**About this task**
Reproduce the following lines verbatim, without any alteration.

[Stored records]
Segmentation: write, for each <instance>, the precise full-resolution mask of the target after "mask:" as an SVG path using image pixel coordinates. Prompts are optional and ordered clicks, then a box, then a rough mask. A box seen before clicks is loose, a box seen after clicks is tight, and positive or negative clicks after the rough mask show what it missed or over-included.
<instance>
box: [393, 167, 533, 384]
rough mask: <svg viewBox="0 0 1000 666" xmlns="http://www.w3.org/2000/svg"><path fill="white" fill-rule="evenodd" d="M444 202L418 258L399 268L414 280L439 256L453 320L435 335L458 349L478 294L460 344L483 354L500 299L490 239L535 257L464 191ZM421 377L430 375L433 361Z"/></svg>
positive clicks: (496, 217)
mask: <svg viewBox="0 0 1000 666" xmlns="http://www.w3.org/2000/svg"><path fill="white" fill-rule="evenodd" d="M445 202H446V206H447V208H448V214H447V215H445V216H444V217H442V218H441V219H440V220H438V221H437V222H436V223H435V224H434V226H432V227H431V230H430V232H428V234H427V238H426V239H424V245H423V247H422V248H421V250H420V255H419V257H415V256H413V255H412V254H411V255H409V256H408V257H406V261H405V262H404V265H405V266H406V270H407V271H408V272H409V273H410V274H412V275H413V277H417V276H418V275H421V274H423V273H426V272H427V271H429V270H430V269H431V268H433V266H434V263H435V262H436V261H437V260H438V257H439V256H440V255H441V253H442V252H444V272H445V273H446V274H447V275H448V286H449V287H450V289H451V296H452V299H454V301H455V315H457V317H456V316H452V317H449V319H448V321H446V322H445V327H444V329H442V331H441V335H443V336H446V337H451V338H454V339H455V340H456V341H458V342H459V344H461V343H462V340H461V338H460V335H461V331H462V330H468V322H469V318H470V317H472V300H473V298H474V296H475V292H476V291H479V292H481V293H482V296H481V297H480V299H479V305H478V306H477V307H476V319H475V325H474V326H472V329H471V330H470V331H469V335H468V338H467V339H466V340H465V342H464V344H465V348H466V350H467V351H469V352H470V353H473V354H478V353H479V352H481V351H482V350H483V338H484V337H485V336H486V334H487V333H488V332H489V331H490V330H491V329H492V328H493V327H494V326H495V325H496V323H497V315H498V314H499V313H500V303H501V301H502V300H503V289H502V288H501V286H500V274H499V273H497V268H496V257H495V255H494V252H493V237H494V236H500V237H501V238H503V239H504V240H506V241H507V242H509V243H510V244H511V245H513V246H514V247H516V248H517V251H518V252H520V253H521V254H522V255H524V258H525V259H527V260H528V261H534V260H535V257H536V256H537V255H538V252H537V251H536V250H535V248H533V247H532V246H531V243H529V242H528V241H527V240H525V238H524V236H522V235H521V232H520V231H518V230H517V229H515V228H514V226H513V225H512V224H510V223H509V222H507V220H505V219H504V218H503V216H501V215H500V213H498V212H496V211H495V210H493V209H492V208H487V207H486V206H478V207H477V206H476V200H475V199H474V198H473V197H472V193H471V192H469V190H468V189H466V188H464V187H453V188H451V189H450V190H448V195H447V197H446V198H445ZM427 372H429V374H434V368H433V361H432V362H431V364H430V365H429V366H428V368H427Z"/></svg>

**Task response**
Segmentation: write, for each <instance>, the precise full-resolution mask of the target after "mask:" as an SVG path using image pixel coordinates. Prompts are optional and ordered clicks, then a box, then a rough mask. A box seen before clicks is loose, a box seen after clicks is tight, and positive or negative clicks after the rough mask show what it missed or over-included.
<instance>
box: [393, 167, 533, 384]
rough mask: <svg viewBox="0 0 1000 666" xmlns="http://www.w3.org/2000/svg"><path fill="white" fill-rule="evenodd" d="M444 202L418 258L399 268L414 280L439 256L453 320L435 335L458 349L478 294L460 344L483 354L500 299L490 239L535 257L464 191ZM421 377L430 375L433 361Z"/></svg>
positive clicks: (496, 217)
mask: <svg viewBox="0 0 1000 666" xmlns="http://www.w3.org/2000/svg"><path fill="white" fill-rule="evenodd" d="M445 202H446V206H447V208H448V214H447V215H445V216H444V217H442V218H441V219H440V220H438V221H437V222H436V223H435V224H434V226H432V227H431V230H430V232H428V234H427V238H426V239H424V245H423V247H422V248H421V250H420V255H419V257H415V256H413V255H412V254H411V255H409V256H408V257H406V261H405V262H404V265H405V266H406V270H407V271H408V272H409V273H410V274H412V275H413V277H417V276H418V275H421V274H423V273H426V272H427V271H429V270H430V269H431V268H433V266H434V263H435V262H436V261H437V260H438V257H439V256H440V255H441V253H442V252H444V272H445V273H446V274H447V275H448V286H449V287H450V289H451V296H452V299H454V301H455V315H457V317H456V316H452V317H449V319H448V321H446V322H445V327H444V329H442V331H441V335H443V336H446V337H451V338H454V339H455V340H456V341H458V342H459V344H461V343H462V340H461V338H460V335H461V331H462V330H468V322H469V318H470V317H472V300H473V298H474V296H475V292H476V291H479V292H481V293H482V296H481V297H480V299H479V305H478V306H477V307H476V319H475V325H474V326H472V329H471V330H470V331H469V335H468V338H467V339H466V340H465V342H464V344H465V348H466V350H467V351H469V352H470V353H473V354H478V353H479V352H481V351H482V350H483V338H484V337H485V336H486V334H487V333H488V332H489V331H490V330H491V329H492V328H493V327H494V326H495V325H496V323H497V315H498V314H499V313H500V303H501V301H502V300H503V289H502V288H501V286H500V274H499V273H497V268H496V257H495V255H494V252H493V237H494V236H500V237H501V238H503V239H504V240H506V241H507V242H509V243H510V244H511V245H513V246H514V247H516V248H517V251H518V252H520V253H521V254H522V255H524V258H525V259H527V260H528V261H534V260H535V257H536V256H537V255H538V252H537V251H536V250H535V248H533V247H532V246H531V243H529V242H528V241H527V240H525V238H524V236H522V235H521V232H520V231H518V230H517V229H515V228H514V226H513V225H512V224H510V223H509V222H507V220H505V219H504V218H503V216H501V215H500V213H498V212H496V211H495V210H493V209H492V208H487V207H486V206H478V207H477V206H476V200H475V199H474V198H473V197H472V193H471V192H469V190H468V189H466V188H464V187H453V188H451V189H450V190H448V195H447V197H446V198H445ZM427 372H429V374H434V368H433V361H432V362H431V364H430V365H429V366H428V368H427Z"/></svg>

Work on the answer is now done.